Given data »
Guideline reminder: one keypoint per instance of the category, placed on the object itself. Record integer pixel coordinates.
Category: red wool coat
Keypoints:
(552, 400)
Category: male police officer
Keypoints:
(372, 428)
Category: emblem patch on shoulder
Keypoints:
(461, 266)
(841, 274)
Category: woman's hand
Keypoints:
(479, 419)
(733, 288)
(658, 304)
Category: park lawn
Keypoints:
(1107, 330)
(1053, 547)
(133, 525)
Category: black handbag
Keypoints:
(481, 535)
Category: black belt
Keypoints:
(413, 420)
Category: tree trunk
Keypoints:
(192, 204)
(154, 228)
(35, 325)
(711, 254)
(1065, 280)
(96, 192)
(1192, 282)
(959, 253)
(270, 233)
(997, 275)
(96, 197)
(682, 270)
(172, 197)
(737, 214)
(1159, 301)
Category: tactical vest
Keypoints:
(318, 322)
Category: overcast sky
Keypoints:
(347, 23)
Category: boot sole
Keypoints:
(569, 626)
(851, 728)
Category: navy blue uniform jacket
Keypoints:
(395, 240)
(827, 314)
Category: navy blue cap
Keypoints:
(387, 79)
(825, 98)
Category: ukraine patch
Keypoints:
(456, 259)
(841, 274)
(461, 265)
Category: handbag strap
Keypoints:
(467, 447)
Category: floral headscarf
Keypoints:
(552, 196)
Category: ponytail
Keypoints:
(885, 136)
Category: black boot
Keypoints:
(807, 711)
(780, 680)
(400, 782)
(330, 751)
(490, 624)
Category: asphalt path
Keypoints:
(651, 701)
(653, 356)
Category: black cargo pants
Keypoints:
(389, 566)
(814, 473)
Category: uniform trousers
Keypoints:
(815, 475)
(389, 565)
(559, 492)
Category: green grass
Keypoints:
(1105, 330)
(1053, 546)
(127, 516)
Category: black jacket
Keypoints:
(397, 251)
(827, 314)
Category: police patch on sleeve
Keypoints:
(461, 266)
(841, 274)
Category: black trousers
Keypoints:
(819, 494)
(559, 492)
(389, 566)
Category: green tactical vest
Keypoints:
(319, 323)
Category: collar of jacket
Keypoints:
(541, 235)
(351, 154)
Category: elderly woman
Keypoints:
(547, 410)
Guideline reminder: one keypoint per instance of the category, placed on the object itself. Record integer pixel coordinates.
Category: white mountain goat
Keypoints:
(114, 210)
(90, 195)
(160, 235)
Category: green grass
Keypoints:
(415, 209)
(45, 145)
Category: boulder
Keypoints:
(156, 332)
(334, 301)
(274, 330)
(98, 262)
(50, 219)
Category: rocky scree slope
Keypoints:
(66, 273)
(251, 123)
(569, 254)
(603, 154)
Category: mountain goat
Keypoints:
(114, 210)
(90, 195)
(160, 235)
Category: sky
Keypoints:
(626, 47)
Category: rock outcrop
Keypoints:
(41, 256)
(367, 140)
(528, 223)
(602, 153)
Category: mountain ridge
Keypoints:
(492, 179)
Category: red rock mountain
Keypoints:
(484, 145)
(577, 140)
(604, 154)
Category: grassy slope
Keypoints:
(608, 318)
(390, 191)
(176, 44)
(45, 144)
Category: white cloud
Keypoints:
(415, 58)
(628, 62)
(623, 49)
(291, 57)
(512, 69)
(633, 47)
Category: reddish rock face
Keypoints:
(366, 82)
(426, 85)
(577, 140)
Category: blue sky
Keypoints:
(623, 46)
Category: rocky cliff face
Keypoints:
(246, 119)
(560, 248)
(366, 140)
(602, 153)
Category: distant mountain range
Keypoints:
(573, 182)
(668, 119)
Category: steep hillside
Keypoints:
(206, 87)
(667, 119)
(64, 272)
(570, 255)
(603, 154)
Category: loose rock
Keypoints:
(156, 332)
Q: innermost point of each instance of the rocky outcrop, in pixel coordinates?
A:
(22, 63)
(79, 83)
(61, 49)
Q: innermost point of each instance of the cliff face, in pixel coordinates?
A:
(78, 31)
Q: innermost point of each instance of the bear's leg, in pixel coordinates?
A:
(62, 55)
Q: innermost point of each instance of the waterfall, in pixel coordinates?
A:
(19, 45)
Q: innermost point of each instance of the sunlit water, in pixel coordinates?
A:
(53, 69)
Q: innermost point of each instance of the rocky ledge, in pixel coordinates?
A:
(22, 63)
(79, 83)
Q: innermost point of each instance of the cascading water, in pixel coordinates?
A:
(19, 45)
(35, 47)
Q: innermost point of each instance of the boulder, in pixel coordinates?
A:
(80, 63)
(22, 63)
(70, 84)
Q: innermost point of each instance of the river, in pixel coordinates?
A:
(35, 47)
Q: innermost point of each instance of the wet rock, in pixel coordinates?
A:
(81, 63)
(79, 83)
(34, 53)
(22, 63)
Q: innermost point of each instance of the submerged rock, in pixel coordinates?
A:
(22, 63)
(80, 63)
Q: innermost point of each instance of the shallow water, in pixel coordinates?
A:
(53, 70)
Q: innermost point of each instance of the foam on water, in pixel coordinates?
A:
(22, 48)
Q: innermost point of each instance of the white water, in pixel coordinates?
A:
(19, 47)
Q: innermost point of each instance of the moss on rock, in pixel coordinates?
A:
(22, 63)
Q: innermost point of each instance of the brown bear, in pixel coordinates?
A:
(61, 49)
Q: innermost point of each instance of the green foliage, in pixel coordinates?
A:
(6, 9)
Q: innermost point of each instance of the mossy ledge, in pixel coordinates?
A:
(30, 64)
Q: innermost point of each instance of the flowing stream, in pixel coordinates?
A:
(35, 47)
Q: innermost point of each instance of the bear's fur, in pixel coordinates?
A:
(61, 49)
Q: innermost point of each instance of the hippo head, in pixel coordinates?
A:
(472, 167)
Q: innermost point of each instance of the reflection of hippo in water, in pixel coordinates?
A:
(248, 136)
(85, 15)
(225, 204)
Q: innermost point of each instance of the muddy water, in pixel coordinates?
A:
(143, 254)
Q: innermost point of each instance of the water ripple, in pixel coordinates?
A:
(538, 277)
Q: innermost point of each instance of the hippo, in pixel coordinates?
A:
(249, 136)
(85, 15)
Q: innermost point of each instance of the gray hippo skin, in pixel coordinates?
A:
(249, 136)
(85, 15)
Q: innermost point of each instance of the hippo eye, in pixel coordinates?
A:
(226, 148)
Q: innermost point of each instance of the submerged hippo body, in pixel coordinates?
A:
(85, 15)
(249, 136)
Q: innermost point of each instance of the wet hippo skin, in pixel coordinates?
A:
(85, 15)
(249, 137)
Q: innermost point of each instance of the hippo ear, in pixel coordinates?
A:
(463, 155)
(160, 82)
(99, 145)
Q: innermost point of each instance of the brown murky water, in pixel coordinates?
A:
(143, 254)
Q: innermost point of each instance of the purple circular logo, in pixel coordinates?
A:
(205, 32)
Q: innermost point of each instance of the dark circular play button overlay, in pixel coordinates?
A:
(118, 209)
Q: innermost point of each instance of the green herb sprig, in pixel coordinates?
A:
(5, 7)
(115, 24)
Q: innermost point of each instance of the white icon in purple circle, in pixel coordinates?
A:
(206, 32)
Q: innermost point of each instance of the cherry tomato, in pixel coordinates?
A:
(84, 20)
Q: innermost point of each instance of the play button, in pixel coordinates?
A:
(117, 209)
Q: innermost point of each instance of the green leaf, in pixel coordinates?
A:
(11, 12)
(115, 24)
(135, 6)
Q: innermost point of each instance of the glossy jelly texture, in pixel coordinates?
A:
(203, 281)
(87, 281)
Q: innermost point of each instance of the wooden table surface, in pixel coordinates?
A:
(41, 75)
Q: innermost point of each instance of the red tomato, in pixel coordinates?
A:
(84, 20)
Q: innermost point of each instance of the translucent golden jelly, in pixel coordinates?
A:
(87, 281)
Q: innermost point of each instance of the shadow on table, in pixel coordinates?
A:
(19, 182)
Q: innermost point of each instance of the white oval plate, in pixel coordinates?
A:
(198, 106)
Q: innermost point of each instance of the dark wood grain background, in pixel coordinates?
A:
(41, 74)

Task details »
What lines in the entries above include the string "police"? Return each one.

The answer »
Category: male police officer
Category: police patch on sleeve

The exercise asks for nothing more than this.